• _Task instructions_:
1. Using the Guam Football Association entry, decide whether each statement below agrees with it: (a) the association's headquarters are in Barrigada, (b) the association joined FIFA in 1991, (c) the association adopted a new logo in 2026. For each, answer yes or no and quote the deciding words.
2. Reproduce the Guam Football Association entry word for word from "Governing body of association football in Guam" to "Pacific Daily News.".

• _Document section_:
---

Guam Football Association
- Founded: 1975
- Headquarters: Barrigada, Guam
- FIFA affiliation: 1996
- AFC affiliation: 1991 (Associate member), 1996
- EAFF affiliation: 2002
- President: Valentino San Gil
- Website: www.guamfa.com

= Guam Football Association =

Governing body of association football in Guam

The Guam Football Association is the governing body of association football in the United States territory of Guam. In 2026, the Guam Football Association unveiled a new visual identity and adopted a new logo, according to a report by Pacific Daily News.

---

• _Supplied data_:

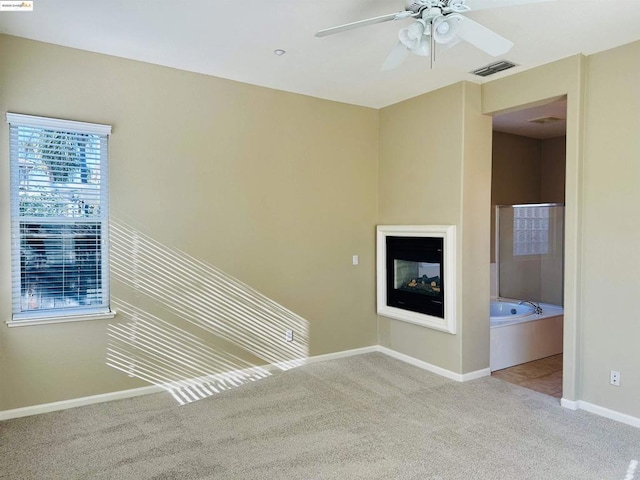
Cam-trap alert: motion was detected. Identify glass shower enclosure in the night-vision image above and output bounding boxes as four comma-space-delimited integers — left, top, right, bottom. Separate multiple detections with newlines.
496, 203, 564, 305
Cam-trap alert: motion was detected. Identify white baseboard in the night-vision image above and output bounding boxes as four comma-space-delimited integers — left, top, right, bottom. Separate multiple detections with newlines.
377, 345, 491, 382
0, 345, 640, 428
0, 345, 378, 421
307, 345, 380, 363
560, 398, 640, 428
0, 385, 165, 421
560, 398, 580, 410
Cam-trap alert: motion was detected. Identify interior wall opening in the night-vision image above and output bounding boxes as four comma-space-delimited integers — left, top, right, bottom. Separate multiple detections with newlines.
489, 97, 567, 398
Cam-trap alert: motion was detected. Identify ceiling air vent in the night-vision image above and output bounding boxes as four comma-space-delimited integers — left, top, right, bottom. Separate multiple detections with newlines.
471, 60, 517, 77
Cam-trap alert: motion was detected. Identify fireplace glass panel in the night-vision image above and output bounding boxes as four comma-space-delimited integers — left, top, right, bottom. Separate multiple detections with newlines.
393, 260, 442, 296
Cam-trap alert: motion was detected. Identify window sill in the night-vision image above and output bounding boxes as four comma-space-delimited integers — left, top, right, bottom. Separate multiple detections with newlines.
6, 310, 116, 327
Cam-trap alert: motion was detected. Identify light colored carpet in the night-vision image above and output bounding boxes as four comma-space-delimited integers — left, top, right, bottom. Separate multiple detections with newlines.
0, 354, 640, 480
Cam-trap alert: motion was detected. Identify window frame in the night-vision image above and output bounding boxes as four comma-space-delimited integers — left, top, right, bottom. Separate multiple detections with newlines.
6, 112, 115, 327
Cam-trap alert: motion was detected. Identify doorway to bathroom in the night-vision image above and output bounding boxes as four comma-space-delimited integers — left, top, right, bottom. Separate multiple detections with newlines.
490, 97, 567, 397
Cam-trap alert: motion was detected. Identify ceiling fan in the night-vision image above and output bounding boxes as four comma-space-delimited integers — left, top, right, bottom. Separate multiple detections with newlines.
316, 0, 550, 70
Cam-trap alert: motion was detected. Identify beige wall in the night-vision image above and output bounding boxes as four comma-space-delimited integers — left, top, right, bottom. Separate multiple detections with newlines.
378, 83, 491, 373
540, 136, 567, 203
491, 132, 541, 262
0, 36, 378, 410
581, 42, 640, 417
491, 132, 566, 305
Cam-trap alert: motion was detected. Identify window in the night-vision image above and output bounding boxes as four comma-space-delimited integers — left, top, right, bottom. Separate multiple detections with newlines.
7, 113, 111, 324
513, 205, 549, 256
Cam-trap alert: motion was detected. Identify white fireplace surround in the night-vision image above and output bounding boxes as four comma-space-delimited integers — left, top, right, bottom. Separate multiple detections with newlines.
376, 225, 456, 334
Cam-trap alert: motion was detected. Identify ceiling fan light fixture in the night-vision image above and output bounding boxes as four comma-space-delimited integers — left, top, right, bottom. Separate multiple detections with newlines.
398, 20, 426, 50
410, 36, 431, 57
433, 13, 462, 44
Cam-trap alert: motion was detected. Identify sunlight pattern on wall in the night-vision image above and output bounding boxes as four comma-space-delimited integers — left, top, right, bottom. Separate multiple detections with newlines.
107, 299, 271, 405
110, 218, 308, 370
107, 218, 308, 404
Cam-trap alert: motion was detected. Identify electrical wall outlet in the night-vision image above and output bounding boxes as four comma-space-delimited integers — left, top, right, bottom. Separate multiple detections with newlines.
609, 370, 620, 387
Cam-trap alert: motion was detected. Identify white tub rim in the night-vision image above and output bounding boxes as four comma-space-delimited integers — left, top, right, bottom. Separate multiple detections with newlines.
489, 297, 564, 328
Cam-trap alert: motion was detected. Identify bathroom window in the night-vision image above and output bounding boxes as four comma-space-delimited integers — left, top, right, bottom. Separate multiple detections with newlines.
513, 206, 549, 256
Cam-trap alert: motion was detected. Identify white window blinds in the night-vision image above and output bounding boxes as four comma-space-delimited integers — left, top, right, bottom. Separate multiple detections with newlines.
7, 113, 111, 321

---

• _Responses for each task_:
1.
(a) Yes: "Headquarters: Barrigada, Guam"
(b) No: "FIFA affiliation: 1996"
(c) Yes: "In 2026, the Guam Football Association unveiled a new visual identity and adopted a new logo"

2.
Governing body of association football in Guam

The Guam Football Association is the governing body of association football in the United States territory of Guam. In 2026, the Guam Football Association unveiled a new visual identity and adopted a new logo, according to a report by Pacific Daily News.